- CL_MEM_PERF Custom Logic Example
- Introduction
- Architecture Overview
- Address Space
- Simulations
- Software - test_hbm_perf32.c - test_dram_hbm_dma.c - test_hbm_perf32.c - test_aws_clk_gen.c - test_clk_freq.c
- HBM Performance Tests
The CL_MEM_PERF is a customer reference design for F2 where the objective is to demonstrate fine tuned data paths to HBM and DDR to achieve maximum throughput to the memories. The example also demonstrates datapath connectivity between Host, AWS Shell, Custom Logic (CL) region in the FPGA, HBM and DDR DIMM on the FPGA card. Following are the major highlights of CL_MEM_PERF design:
- Datapath to 64GB DDR and 16GB HBM through Shell’s PCIS Interface. DDR and HBM memories in the FPGFA are accessible from the Host on PF0-BAR4, as well as from the DMA engine in the XDMA_SHELL. Both these accesses show up as AXI4 transaction on PCIS interface which ultimately reach the targeted memory.
- Demonstrate the use of PCIM interface for applications where CL is the PCIe Requester to the Host. This can also be used to test peak PCIe transfer rates between Host and FPGA over PCIM interface.

### [What the task asks]
Answer these questions about the CL_MEM_PERF text, one per line:
1. For which platform is CL_MEM_PERF a customer reference design?
2. Through which PF0 BAR are the DDR and HBM memories accessible from the Host?
3. Which interface does the design use for applications where CL is the PCIe Requester to the Host?

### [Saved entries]
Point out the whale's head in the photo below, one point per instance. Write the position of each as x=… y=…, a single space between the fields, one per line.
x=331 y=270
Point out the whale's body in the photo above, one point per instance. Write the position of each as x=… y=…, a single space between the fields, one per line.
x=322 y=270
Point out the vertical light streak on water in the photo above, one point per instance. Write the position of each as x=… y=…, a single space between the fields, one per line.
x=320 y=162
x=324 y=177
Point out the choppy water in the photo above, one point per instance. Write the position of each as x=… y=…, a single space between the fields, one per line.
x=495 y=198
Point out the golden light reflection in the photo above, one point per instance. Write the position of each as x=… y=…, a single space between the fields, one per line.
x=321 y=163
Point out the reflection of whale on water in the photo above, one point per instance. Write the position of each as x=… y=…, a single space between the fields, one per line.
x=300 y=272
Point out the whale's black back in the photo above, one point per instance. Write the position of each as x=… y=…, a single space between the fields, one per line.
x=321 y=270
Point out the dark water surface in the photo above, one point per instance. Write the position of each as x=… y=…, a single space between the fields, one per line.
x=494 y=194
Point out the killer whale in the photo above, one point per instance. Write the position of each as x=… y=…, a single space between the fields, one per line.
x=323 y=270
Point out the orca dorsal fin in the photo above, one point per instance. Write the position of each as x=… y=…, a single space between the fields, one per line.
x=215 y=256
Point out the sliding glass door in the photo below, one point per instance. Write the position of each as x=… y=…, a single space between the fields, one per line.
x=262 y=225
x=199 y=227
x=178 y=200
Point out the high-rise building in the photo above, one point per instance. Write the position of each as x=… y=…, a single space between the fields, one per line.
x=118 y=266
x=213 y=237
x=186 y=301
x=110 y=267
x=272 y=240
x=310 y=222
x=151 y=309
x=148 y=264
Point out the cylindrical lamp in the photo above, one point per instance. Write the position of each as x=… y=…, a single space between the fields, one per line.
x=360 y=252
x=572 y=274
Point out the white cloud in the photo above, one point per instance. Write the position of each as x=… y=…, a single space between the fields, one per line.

### [Correct response]
1. F2
2. PF0-BAR4
3. The PCIM interface